> [ARTICLE]:
- - -
Seeing is Receiving: The art of contemplation (9)

Conclusion - Receiving

This book has sought to us into silence because silence is the place of seeing and seeing is receiving. As Van Morrison sang in ‘Summertime in England’ when we go through the veil or cross the threshold into silence it’s no longer about why’s and wherefore’s, questions and answers, but is simply about being, about what is. In the stillness, in the silence, in contemplation, is where we see God, creation, others and ourselves, receiving their essence and blessing. We enter a place that is no longer about us - our needs, our questions, our intercessions – but instead is about the other, seeing and receiving what is around and outside of us, but offered to us.

That is where the different journeys of this book wish to take us. The 7 S’s are practices shared by art and contemplative prayer which seek to lead us into seeing. My sabbatical art pilgrimage was to churches that sought to find contemporary expressions of spirituality in order to assist worshippers and visitors in either beginning or deepening this journey. As with Betty Spackman’s A Creature Chronicle there is circularity to these journeys which, because they end in the sparking of new creativity through the Holy Spirit, generate new works that can begin the cycle for us and for others all over again.

Rowan Williams' book Silence and Honey Cakes: The Wisdom of the Desert takes its title from a story about two of the Desert Fathers:

‘… two large boats floating on the river were shown to him. In one of them sat Abba Arsenius and the Holy Spirit of God in complete silence. And in the other boat was Abba Moses, with the angels of God; they were all eating honey cakes.’[i]

A man visits the desert fathers and experiences two approaches to spirituality. One involves abstinence, particularly from speech (silence), while the other involves an open welcome, enjoyment of company and the eating of honey cakes. The man expresses a preference for the latter, which leads another to question how such different paths to God can exist. He then receives a vision in which God accepts both.

Rowan Williams explores this story in terms of our different vocations. I would like to think about it in terms of the two different ways to God that the story juxtaposes.
- - -
> [RECORD LIST]:

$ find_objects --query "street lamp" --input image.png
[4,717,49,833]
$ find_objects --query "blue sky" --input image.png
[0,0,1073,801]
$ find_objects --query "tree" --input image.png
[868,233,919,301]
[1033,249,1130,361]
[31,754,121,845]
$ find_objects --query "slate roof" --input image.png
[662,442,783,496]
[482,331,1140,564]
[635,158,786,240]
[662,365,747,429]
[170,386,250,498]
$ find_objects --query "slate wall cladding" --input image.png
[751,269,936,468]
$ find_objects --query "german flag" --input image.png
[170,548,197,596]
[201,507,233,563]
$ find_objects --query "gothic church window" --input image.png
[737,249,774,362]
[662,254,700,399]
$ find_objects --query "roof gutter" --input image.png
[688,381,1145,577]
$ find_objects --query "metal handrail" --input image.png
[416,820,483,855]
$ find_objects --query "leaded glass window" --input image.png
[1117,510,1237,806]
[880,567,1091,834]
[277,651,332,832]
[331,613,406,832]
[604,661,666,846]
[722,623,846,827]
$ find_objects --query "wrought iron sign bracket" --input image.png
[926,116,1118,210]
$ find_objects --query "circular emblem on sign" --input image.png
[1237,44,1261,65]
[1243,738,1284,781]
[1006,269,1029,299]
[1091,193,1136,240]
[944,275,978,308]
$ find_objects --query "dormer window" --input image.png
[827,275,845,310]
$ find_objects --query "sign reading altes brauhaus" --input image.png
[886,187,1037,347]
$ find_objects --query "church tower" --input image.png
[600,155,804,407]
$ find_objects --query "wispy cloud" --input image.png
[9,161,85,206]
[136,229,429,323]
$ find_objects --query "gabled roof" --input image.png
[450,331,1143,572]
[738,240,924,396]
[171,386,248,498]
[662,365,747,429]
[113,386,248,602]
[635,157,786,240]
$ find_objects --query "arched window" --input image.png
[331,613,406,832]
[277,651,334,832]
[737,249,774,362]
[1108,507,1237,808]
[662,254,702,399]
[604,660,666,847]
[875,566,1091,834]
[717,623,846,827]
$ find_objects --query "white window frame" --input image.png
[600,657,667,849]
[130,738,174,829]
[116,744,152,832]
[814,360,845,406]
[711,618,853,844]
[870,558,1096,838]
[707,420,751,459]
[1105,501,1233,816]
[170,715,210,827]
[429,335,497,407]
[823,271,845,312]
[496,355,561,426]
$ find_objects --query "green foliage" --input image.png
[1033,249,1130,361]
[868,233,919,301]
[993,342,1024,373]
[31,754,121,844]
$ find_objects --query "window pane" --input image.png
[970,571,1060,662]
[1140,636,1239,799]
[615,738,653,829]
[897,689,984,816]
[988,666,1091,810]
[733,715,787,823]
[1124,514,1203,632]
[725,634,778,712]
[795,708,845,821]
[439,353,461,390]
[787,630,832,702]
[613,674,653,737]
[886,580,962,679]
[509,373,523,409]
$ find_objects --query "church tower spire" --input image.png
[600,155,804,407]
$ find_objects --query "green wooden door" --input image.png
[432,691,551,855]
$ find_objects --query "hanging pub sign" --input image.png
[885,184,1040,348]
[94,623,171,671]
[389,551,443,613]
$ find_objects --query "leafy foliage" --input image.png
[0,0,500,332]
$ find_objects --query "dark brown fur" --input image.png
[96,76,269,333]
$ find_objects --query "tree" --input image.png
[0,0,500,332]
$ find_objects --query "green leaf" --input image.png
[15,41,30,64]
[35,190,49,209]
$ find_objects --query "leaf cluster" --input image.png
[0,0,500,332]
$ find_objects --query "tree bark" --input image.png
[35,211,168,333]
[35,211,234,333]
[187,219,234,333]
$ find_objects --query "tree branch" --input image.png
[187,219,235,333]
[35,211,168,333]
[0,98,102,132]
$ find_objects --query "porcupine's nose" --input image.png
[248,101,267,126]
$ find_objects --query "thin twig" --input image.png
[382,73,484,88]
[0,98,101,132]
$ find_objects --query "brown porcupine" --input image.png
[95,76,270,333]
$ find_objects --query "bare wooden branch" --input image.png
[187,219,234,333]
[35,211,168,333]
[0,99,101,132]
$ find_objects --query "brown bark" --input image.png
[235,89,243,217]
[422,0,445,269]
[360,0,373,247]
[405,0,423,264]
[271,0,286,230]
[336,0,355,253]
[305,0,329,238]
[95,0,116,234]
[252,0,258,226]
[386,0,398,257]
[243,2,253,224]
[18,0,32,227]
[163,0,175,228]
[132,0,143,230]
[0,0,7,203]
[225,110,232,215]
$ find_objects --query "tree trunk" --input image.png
- - -
> [YOUR TASKS]:
• 1. In the passage on contemplation, what is the title of the book by Rowan Williams?
• 2. Reproduce word for word the portion of the passage on contemplation from "Conclusion - Receiving" to "offered to us.".

> [WRITTEN ANSWERS]:
• 1. Silence and Honey Cakes: The Wisdom of the Desert

• 2.
Conclusion - Receiving

This book has sought to us into silence because silence is the place of seeing and seeing is receiving. As Van Morrison sang in ‘Summertime in England’ when we go through the veil or cross the threshold into silence it’s no longer about why’s and wherefore’s, questions and answers, but is simply about being, about what is. In the stillness, in the silence, in contemplation, is where we see God, creation, others and ourselves, receiving their essence and blessing. We enter a place that is no longer about us - our needs, our questions, our intercessions – but instead is about the other, seeing and receiving what is around and outside of us, but offered to us.